WHAT TO PRODUCE:
Leaving out the images, repeat all the lines below exactly.

MATERIAL SUPPLIED:
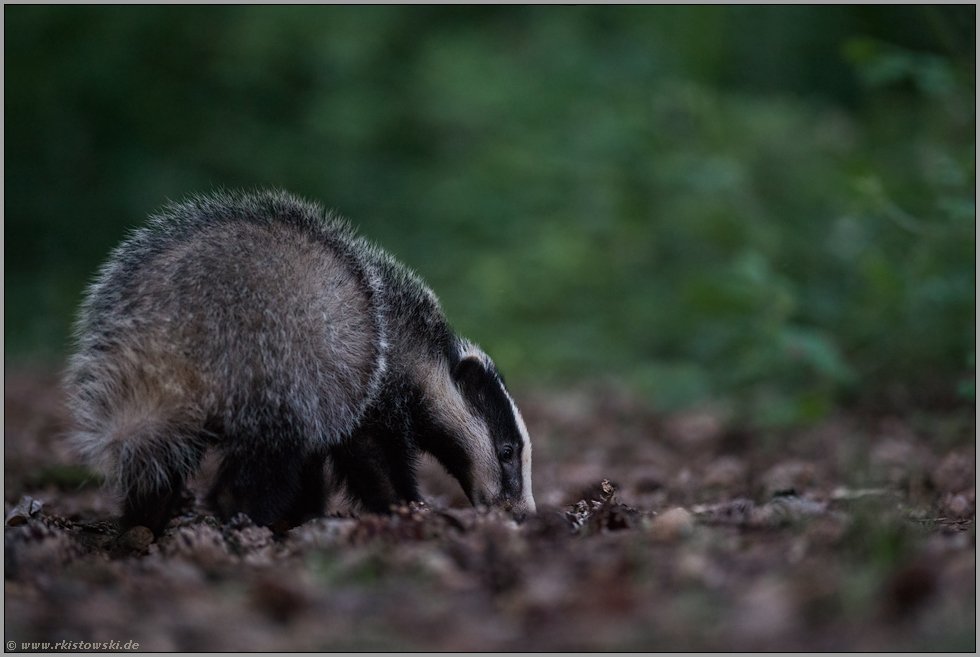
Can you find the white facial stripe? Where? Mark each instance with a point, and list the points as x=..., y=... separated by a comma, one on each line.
x=455, y=415
x=527, y=500
x=470, y=350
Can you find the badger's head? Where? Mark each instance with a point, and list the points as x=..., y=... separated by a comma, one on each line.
x=480, y=436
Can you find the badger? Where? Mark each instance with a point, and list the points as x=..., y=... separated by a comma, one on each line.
x=258, y=325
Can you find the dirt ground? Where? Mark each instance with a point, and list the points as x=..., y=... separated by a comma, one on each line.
x=652, y=533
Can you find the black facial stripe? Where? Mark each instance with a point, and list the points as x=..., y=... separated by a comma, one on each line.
x=484, y=392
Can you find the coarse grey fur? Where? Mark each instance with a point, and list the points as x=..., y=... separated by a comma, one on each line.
x=257, y=324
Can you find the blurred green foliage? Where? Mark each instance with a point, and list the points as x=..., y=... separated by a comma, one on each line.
x=768, y=206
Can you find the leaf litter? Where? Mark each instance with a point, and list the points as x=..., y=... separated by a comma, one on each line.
x=652, y=533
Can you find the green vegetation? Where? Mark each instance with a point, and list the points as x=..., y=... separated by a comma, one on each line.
x=771, y=207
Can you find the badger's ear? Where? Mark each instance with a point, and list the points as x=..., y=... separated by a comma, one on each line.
x=470, y=374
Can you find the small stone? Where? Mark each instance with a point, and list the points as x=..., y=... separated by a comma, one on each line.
x=136, y=540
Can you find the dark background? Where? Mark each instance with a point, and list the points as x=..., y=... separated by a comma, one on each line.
x=769, y=208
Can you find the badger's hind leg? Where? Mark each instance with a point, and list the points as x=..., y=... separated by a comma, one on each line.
x=377, y=473
x=271, y=475
x=152, y=480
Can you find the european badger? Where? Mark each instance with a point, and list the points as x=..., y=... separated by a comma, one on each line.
x=259, y=325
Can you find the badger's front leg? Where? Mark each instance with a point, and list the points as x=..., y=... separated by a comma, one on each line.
x=377, y=469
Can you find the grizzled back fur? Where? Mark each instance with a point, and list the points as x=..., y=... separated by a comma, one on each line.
x=253, y=323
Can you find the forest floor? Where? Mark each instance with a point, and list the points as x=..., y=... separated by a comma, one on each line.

RESULT BELOW:
Can you find the white facial stripe? Where? Mark each instance with a point, and list the points as x=..., y=... separated by a comma, one on each line.
x=455, y=415
x=527, y=500
x=470, y=350
Can you find the badger's head? Where? Mark each instance with a point, and list the points as x=..., y=... separated by a comma, one on each line.
x=480, y=436
Can you find the badger? Where? Mark each instance with a point, and list the points as x=..., y=... separated by a comma, one on each line.
x=258, y=325
Can you find the dirt ground? Where? Mark each instance with a point, and list the points as x=..., y=... separated by a comma, one on each line.
x=652, y=533
Can you find the black facial stripe? Where? Mark each instance with a point, and list the points as x=..., y=... separated by a comma, one on each line.
x=484, y=392
Can you find the coarse grey fur? Where? Mark each instance with a point, and list the points as x=..., y=... separated by a comma, one on each line.
x=257, y=324
Can you find the blurred green foliage? Where? Mark each instance with a point, and list the points as x=..., y=... separated by a comma, one on each line.
x=768, y=206
Can you find the leaf litter? Where? Mark each instance with a point, and list the points as x=..., y=... separated by a comma, one on each line.
x=652, y=533
Can you find the green vegetation? Where? Mark each instance with a point, and list the points as x=..., y=... separated by a comma, one on each line.
x=771, y=207
Can you find the badger's ear? Where? Mark each instance with a point, and list the points as x=..., y=... separated by a comma, one on each line.
x=470, y=374
Can you find the small stone? Where? Mark each instance with a point, and list the points as x=..., y=... separated by a comma, one on each line.
x=136, y=540
Can you find the dark background? Where? Mark each instance with a point, and list the points as x=..., y=... separated by a comma, one on each line.
x=769, y=208
Can you find the badger's hind leg? Where? Mark each instance with a point, and list the points as x=..., y=... separated by a comma, one on each line.
x=377, y=473
x=271, y=475
x=152, y=480
Can you find the european badger? Where? Mark each instance with a point, and list the points as x=..., y=... separated by a comma, one on each line.
x=259, y=325
Can you find the badger's front leg? Where? Mark each instance with a point, and list the points as x=..., y=... separated by a comma, one on each line.
x=377, y=469
Can you find the grizzled back fur? Where? Mark each instance with a point, and list the points as x=..., y=... separated by a comma, one on each line.
x=253, y=323
Can you find the forest floor? Where? Mark each instance with a point, and list the points as x=..., y=... separated by a comma, one on each line.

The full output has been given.